Perhaps the Saskatchewan Huskies, with Thomaidis tweaking a team with nine flatlanders including the homegrown fifth-years Laura Dally, Dalyce Emmerson and Kelsey Trulsrud, plus Coaldale, Alta.'s Taya Keujer as a fifth-year cog, will even get shouted out in the Ledge for winning it all. That didn't happen in 2010 when the men's basketball team won the CIS title.
From here, it looks as if Saskatchewan's iron-woman five wore down speedy Ryerson, with Dally getting an efficient 25, Emmerson and Trulsrud producing matching 14/12 double-doubles, and the Latvian lead guard, Sabine Dukate, having 22 points and a 7:3:4 assists/steals/turnovers ratio. Ryerson wound up with Keneca Pingue-Giles having to put up 28 shots to get her 26.
Saint Mary's won the bronze, with McGill getting the unofficial antique bronze in the touranment where the chalk picks all played for the medals.
(4) Ryerson Rams 87, (1) McGill Martlets 72 — R2, coached by C2 (Carly Clarke) took out M2. Keneca Pingue-Giles had a near triple-double with 20 on 56.7 per cent eFG, eight seven rebounds and three steals that negated her three turnovers. Three other Rams were in double figures, most notably Mariah Nunes with 20 and four of the 11 Rams' steals.
So you can read this as quick, up-tempo Ryerson against the very strong Huskies.
(2) Saskatchewan Huskies 65, (3) Saint Mary's Huskies 58 — The theme exhumed from the 'life box' is that the U of S seniors are on a mission. Dally (24 points, five rebounds, 55.6% eFG), Emmerson (17-18-six blocks, 46.2% eFG) and Trulsrud (11/13 double-double, 38.5%) did everything.
Now, hopefully Sportsnet ONE, ahead of matchup of namesakes, noticed this when they looked at U of S roster and punched up a graphic ... four green Huskies are alumnae of high school teams called the Crusaders. That includes Emmerson (Prince Albert), fellow fifth-year 6-footer Taya Keujer (Catholic Central in Coaldale, Alta.), forward Megan Lindquist (Saskatoon Holy Cross) and Trulsrud (same).
Little bits of irreverent color make a broadcast. Come for the game ... stay for the wild tangents.
Special comment: This needs to come up when CIS looks at what noodles need to be worked out with the championship weekend. The 10 a.m. tip-off for the McGill-Saint Mary's bronze game on Sunday. To quote my bantam hockey coach after we started a trash can fire to get try to get some warmth in our dressing room before a game in Piccadilly, Ont., who was the future brain surgeon who thought of that?

Dataset section ::
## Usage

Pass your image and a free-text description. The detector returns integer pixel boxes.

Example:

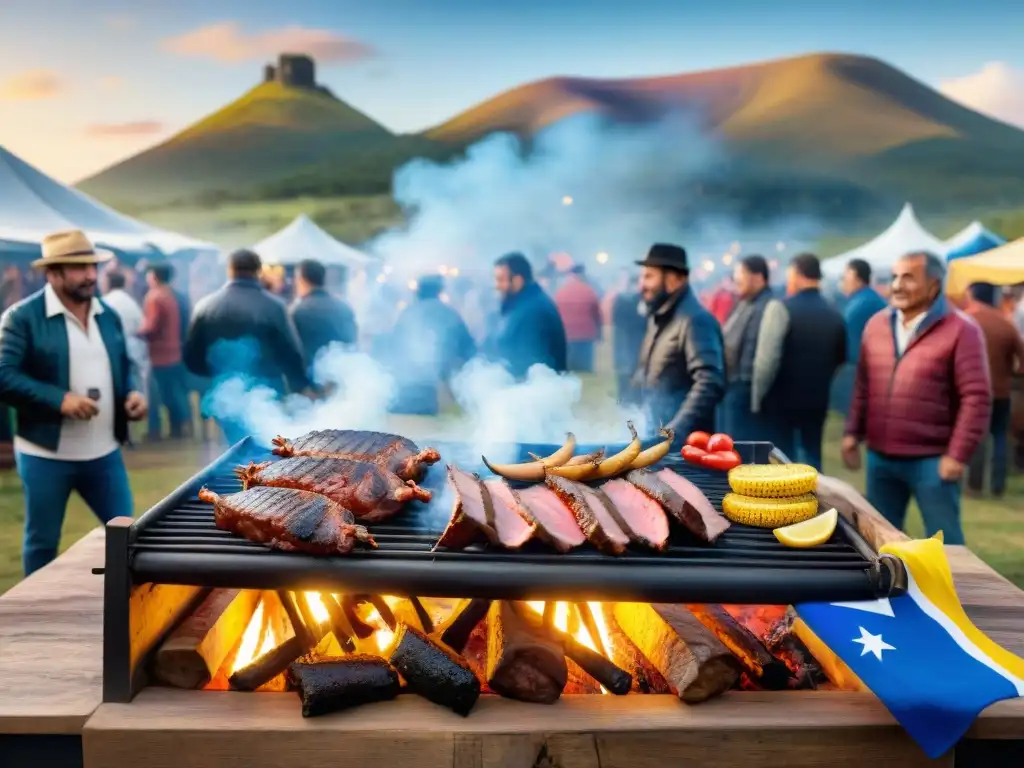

Tasks for this exercise ::
A) Copy the passage of the basketball write-up between "Perhaps the Saskatchewan" and "the CIS title.", inclusive.
B) Using the basketball write-up, say whether each statement agrees with it, and give yes or no with the deciding words quoted: (i) Saint Mary's won the bronze. (ii) Ryerson was coached by Carly Clarke. (iii) The McGill-Saint Mary's bronze game tipped off at 1 p.m. on Sunday.
The data aren't needed for anything here.

Solutions to each task ::
A)
Perhaps the Saskatchewan Huskies, with Thomaidis tweaking a team with nine flatlanders including the homegrown fifth-years Laura Dally, Dalyce Emmerson and Kelsey Trulsrud, plus Coaldale, Alta.'s Taya Keujer as a fifth-year cog, will even get shouted out in the Ledge for winning it all. That didn't happen in 2010 when the men's basketball team won the CIS title.

B)
(i) Yes: "Saint Mary's won the bronze"
(ii) Yes: "coached by C2 (Carly Clarke)"
(iii) No: "The 10 a.m. tip-off for the McGill-Saint Mary's bronze game on Sunday."